## WHAT THE EXERCISE ASKS
In the data below, set down exactly the lines from the one containing "Target: vertical tree trunk" up to and including the one containing "Target: awning". Leave the pictures out.
========
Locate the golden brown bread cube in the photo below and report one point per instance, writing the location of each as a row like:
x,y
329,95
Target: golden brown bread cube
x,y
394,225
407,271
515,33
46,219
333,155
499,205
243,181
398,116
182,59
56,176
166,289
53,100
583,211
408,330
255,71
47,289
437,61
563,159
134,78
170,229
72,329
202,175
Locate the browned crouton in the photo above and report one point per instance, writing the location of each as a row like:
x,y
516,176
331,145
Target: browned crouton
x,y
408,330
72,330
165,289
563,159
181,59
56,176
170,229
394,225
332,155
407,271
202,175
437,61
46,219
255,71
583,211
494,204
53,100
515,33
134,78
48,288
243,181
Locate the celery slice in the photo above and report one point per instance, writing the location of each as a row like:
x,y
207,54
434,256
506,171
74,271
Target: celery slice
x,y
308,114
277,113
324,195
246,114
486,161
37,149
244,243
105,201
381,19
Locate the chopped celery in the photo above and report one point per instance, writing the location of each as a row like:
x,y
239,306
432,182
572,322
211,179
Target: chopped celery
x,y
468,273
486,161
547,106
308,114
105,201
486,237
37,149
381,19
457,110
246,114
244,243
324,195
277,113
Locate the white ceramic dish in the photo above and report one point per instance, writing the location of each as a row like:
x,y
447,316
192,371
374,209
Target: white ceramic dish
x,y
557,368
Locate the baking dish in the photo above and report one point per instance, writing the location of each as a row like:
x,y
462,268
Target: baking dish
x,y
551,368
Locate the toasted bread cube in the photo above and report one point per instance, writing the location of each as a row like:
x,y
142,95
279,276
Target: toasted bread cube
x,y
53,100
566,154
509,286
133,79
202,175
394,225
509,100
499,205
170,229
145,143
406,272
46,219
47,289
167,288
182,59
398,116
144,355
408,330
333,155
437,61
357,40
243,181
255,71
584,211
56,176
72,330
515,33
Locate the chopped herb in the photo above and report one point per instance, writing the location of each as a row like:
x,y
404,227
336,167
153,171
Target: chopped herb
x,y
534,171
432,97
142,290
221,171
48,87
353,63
========
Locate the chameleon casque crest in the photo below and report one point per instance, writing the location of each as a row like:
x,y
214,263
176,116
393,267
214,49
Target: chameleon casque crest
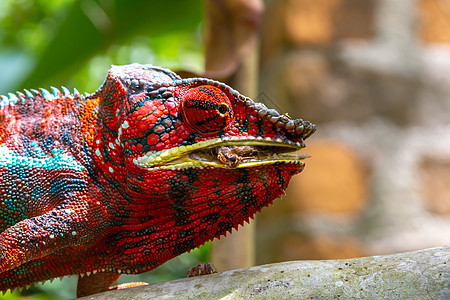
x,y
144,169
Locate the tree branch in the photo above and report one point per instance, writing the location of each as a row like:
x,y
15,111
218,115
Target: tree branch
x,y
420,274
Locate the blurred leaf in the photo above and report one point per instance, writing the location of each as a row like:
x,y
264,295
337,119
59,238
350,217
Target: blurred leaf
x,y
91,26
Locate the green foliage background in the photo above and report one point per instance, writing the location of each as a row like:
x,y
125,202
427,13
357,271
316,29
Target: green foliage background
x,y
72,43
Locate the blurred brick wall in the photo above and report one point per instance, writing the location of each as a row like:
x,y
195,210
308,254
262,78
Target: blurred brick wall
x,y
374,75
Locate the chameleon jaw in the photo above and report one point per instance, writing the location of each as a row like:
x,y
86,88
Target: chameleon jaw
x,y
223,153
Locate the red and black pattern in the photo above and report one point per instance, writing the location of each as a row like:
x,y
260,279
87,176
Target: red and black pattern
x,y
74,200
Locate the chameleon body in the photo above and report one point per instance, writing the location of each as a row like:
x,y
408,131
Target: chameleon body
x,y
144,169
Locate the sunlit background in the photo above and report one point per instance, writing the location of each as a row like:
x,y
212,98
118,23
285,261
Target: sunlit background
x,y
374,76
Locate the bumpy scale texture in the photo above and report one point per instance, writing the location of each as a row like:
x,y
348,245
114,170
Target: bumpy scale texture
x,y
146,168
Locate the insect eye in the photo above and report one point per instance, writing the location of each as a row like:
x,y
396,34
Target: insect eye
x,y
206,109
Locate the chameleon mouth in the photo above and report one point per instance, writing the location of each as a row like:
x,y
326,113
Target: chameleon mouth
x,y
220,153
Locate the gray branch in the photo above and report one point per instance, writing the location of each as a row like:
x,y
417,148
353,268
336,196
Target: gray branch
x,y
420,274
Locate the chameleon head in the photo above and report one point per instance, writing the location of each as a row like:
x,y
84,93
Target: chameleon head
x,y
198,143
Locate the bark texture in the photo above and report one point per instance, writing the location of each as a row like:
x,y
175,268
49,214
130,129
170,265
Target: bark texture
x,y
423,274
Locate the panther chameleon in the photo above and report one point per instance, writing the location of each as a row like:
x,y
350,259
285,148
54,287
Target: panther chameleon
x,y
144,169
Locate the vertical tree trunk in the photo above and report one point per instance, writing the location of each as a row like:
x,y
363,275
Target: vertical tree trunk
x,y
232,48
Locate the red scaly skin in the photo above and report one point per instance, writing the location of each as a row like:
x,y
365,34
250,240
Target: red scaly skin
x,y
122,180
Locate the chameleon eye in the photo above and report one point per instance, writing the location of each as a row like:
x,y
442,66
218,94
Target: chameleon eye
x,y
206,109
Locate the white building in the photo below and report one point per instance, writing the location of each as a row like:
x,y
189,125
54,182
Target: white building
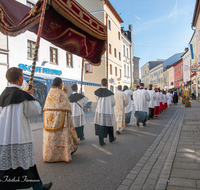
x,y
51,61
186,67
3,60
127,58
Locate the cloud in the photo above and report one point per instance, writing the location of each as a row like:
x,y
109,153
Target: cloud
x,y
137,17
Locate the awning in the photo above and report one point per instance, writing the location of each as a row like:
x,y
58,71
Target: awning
========
## TASK ANSWER
Target: vertical tree trunk
x,y
232,48
Locate the red scaly skin in the photo above and report one point per instance, writing the location of each as a row like:
x,y
365,34
250,240
Target: red scaly skin
x,y
122,180
Locate the chameleon eye in the photo above and report one point per instance, writing the location of each as a row like:
x,y
442,66
218,94
Target: chameleon eye
x,y
206,109
Locate the white building in the photo below and report one point per instance, writing the location of each as a row like:
x,y
189,125
54,182
Target: white building
x,y
51,61
186,67
3,60
127,58
Locate the cloud in the photo above and report one point per instance, writing the location of each as a row like:
x,y
109,153
Target: cloud
x,y
137,17
Locate the awning in the photo above and report one point per instance, writing the location of each as a row like:
x,y
58,71
Target: awning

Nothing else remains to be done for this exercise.